Work instructions: Across the entries below, how many lines contain the string "instance"? Only the number is wanted.

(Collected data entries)
::::::::::

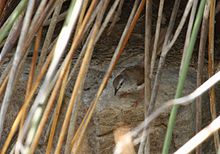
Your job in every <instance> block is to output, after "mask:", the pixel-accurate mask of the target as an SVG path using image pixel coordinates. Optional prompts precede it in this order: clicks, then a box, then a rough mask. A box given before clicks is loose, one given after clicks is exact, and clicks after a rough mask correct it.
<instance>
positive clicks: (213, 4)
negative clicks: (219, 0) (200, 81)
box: [208, 0, 219, 153]
mask: <svg viewBox="0 0 220 154" xmlns="http://www.w3.org/2000/svg"><path fill="white" fill-rule="evenodd" d="M214 26H215V0H210V15H209V33H208V74H209V77H211V76H212V75H213V74H214V72H215V70H214V69H215V68H214V67H215V66H214ZM209 97H210V112H211V117H212V120H214V119H215V118H216V107H215V102H216V101H215V100H216V98H215V87H212V88H211V89H210V91H209ZM214 144H215V150H216V153H217V151H218V146H219V134H218V132H215V133H214Z"/></svg>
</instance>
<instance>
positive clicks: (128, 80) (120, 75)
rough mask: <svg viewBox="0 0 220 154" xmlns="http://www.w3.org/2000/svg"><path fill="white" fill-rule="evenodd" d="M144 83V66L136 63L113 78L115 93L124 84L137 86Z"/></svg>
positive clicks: (127, 67) (113, 85) (128, 67)
mask: <svg viewBox="0 0 220 154" xmlns="http://www.w3.org/2000/svg"><path fill="white" fill-rule="evenodd" d="M143 83H144V66H143V65H135V66H130V67H127V68H125V69H124V70H123V71H122V72H121V73H120V74H119V75H117V76H116V77H115V79H114V80H113V87H114V90H115V93H114V94H115V95H116V94H117V92H118V90H119V89H121V88H122V86H124V85H134V86H136V87H138V86H140V85H142V84H143Z"/></svg>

::::::::::

Reply: 4